Reading passage:
↓↓↓
There’s always some low-level antagonism towards Ann Coulter going on amongst the socially progressive bloggers, and fair enough too. The woman is a hateful bigot who deliberately stirs up anger and fear towards anyone not fitting into her conservative WASPangelical worldview (I really wouldn’t trust her not to believe that Catholic Marian veneration is actually Satanic, although as long as the American Right needs conservative Catholic votes she’ll never say it).
But I could really do without the inevitable handful of oh-so-helpful lefty men, self-professed allies of feminists, who inevitably come up with some sexist and transphobic slur: “Mann Coulter” the drag-queen etc.
Slurs against Coulter-wannabe Michelle Malkin based on her Filipina heritage, as well as alleging that she is her husband’s puppet, are sexist insults as well. Malkin’s journalistic career was all her own work while her husband was off working for thinktanks: sure they probably discuss topics together and toss ideas around, but she owns her own words, every spiteful one.
Calling a woman whose opinions you despise names based on her appearance is good old-fashioned misogyny. It doesn’t matter if she is a rancid warmongering boil on the buttocks of humanity: distilling it down to appearance is sexism, plain and simple.
Professedly pro-feminist men shouldn’t wonder that feminists might be suspicious of their commitment to anti-sexist ideals when they can still make jokes about drag-queens if the odious opponent is tall and muscular like Coulter,
or love-you-long-time jokes about Malkin,
fat jokes about Amanda Vanstone,
or even “hey, of course I’ll vote the Dems, Natasha‘s hot”.
↑↑↑
The exercise:
In the post about sexist insults, what was Michelle Malkin's husband doing while she built her journalism career?

Entries:
↓↓↓
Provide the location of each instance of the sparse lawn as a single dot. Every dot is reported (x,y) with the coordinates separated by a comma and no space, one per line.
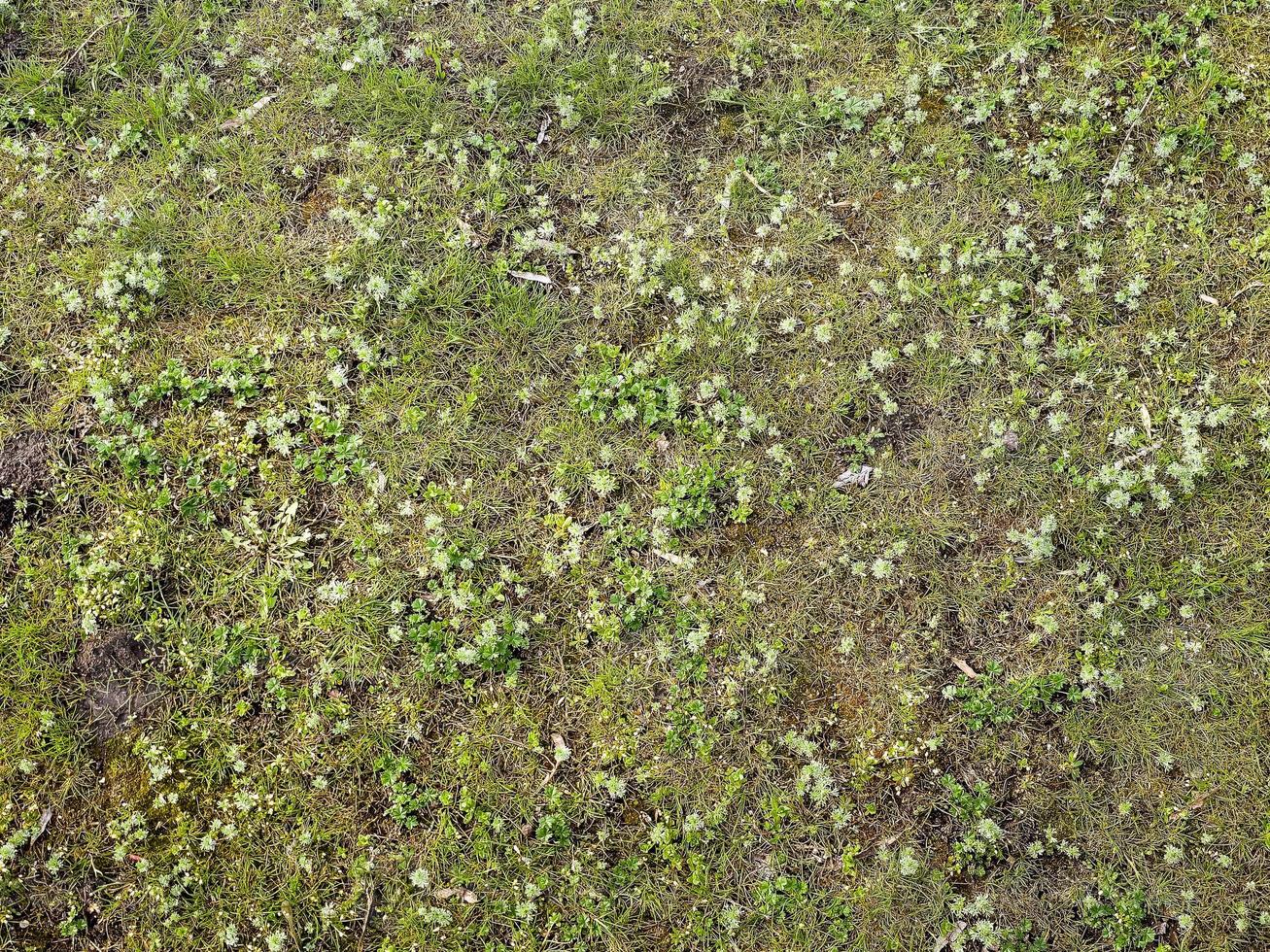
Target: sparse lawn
(621,476)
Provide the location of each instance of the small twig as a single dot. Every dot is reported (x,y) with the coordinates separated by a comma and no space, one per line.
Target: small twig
(1128,133)
(531,276)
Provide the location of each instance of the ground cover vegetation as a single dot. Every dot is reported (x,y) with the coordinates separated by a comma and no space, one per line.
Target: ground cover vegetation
(634,475)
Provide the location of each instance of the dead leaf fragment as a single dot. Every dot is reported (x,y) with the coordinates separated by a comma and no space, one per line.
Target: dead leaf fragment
(456,891)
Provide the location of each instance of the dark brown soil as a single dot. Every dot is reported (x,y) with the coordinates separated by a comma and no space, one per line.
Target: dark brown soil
(116,688)
(25,463)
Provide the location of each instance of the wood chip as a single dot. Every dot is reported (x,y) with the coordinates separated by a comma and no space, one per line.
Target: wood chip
(853,477)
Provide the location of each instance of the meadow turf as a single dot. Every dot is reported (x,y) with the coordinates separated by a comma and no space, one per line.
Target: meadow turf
(635,475)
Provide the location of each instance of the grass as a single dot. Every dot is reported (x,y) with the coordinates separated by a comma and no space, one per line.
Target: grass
(634,475)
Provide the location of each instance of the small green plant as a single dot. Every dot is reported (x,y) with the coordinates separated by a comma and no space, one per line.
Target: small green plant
(991,700)
(979,838)
(405,799)
(1119,915)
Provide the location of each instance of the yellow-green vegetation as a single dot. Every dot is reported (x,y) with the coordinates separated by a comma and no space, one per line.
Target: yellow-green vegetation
(635,475)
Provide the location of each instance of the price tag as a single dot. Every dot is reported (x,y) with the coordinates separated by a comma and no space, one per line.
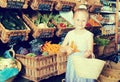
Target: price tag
(44,7)
(66,8)
(15,4)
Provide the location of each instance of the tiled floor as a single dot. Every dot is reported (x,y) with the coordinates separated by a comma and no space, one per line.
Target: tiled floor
(51,79)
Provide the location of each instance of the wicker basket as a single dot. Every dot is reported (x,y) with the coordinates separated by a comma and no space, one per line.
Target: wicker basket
(14,4)
(39,32)
(61,63)
(37,68)
(43,5)
(19,67)
(7,35)
(109,75)
(93,69)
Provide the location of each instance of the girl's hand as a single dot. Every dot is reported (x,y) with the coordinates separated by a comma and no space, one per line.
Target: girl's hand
(69,50)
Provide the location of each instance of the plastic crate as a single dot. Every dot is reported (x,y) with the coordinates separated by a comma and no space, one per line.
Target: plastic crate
(22,4)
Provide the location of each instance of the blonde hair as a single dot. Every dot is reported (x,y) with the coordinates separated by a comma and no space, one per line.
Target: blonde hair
(81,10)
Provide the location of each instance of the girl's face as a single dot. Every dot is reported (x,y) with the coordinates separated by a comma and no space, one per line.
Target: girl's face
(80,20)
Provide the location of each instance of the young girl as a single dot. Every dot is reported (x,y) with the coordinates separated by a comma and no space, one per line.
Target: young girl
(82,40)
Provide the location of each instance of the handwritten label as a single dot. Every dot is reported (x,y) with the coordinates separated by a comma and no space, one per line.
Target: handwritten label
(44,7)
(15,4)
(46,34)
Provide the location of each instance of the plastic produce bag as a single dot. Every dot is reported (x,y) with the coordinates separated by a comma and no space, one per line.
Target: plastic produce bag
(8,73)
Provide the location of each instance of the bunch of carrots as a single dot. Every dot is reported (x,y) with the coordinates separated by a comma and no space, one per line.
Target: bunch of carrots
(50,48)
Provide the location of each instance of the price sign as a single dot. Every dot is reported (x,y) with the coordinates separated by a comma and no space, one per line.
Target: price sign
(15,4)
(44,7)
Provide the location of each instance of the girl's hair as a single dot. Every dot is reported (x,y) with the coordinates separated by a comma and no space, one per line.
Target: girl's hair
(81,10)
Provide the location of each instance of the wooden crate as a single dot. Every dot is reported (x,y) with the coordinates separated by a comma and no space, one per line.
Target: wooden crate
(37,68)
(6,35)
(39,32)
(61,63)
(42,5)
(23,4)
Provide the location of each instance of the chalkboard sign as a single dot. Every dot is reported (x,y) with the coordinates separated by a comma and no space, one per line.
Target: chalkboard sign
(15,4)
(45,7)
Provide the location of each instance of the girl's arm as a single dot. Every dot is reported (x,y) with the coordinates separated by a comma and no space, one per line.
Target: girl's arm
(89,52)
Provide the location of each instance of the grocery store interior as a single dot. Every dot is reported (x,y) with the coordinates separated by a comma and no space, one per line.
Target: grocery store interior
(32,32)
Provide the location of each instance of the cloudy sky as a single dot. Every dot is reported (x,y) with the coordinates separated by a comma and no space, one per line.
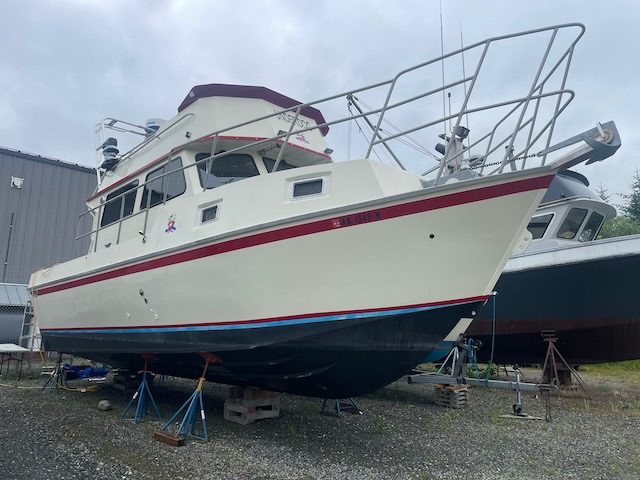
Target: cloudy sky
(67,64)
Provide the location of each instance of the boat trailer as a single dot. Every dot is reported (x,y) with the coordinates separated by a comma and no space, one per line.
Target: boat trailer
(461,357)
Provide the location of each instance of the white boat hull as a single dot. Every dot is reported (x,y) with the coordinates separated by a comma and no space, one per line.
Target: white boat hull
(304,302)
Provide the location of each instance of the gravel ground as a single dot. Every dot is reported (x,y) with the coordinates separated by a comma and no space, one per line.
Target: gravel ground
(402,434)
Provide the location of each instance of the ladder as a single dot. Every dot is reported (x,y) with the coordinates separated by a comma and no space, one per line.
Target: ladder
(28,335)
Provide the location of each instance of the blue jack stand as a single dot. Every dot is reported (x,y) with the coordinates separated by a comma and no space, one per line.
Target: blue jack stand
(347,405)
(143,395)
(188,425)
(56,379)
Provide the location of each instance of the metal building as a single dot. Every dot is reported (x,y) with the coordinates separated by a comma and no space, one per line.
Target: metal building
(40,201)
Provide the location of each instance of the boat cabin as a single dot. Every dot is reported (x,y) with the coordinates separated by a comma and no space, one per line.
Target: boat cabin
(221,135)
(570,212)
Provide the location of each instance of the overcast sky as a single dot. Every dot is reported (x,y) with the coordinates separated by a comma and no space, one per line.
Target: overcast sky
(67,64)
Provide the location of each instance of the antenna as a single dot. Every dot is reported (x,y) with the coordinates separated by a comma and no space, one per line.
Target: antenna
(444,100)
(464,86)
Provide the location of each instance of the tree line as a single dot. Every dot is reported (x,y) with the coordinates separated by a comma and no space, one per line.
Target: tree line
(628,220)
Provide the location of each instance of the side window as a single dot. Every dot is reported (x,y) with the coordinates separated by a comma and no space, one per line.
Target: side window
(113,206)
(538,225)
(572,223)
(592,227)
(283,165)
(167,180)
(308,188)
(226,169)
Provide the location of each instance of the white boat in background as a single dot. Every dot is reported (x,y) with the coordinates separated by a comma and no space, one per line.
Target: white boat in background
(229,229)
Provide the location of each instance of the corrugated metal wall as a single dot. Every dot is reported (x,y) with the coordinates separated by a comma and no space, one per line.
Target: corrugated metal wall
(40,201)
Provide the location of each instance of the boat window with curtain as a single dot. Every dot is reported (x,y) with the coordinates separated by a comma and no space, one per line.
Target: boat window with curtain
(283,165)
(167,180)
(225,169)
(572,223)
(538,225)
(592,227)
(113,204)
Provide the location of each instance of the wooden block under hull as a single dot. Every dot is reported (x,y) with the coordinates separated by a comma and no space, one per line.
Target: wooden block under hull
(452,396)
(245,406)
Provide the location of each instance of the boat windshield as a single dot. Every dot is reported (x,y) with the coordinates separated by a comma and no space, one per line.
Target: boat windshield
(572,223)
(592,227)
(538,225)
(224,169)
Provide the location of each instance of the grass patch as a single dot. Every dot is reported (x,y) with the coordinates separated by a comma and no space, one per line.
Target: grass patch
(628,370)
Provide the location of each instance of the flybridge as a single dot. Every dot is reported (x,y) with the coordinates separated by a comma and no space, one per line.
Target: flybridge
(480,137)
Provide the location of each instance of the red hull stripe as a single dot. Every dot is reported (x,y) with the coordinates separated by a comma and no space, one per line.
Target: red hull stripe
(282,321)
(385,213)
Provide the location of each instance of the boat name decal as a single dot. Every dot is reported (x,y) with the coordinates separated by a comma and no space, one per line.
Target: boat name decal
(357,219)
(290,117)
(171,226)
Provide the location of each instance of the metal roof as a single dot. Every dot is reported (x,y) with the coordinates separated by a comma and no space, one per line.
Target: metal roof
(14,294)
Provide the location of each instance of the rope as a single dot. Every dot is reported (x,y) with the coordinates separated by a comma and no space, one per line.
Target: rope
(493,338)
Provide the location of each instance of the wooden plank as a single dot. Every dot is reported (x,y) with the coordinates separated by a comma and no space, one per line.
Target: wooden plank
(169,439)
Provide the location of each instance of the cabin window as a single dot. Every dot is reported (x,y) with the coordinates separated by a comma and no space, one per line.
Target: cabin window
(209,214)
(113,207)
(572,223)
(538,225)
(167,181)
(225,169)
(308,187)
(592,227)
(283,165)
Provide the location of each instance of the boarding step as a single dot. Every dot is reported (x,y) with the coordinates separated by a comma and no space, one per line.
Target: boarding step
(246,405)
(452,396)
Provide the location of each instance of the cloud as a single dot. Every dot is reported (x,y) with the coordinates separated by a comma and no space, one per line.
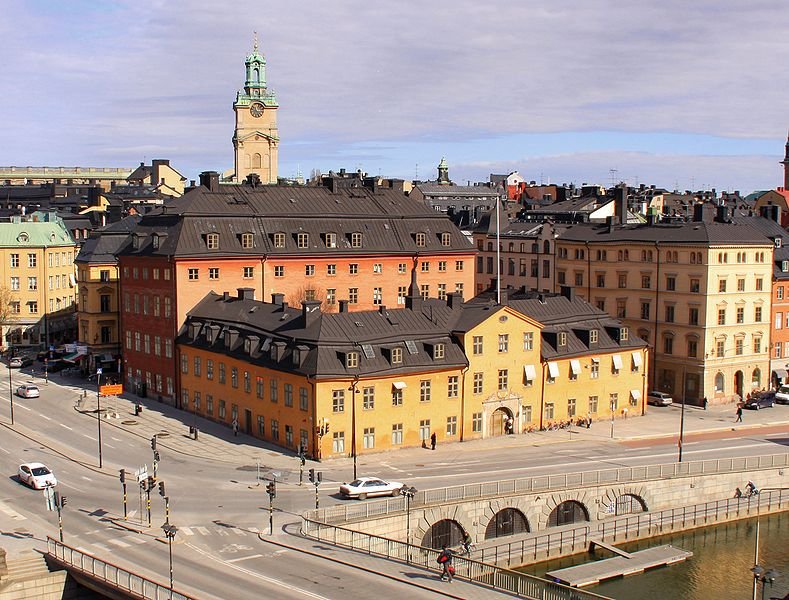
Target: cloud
↑↑↑
Written response:
He was off working for thinktanks.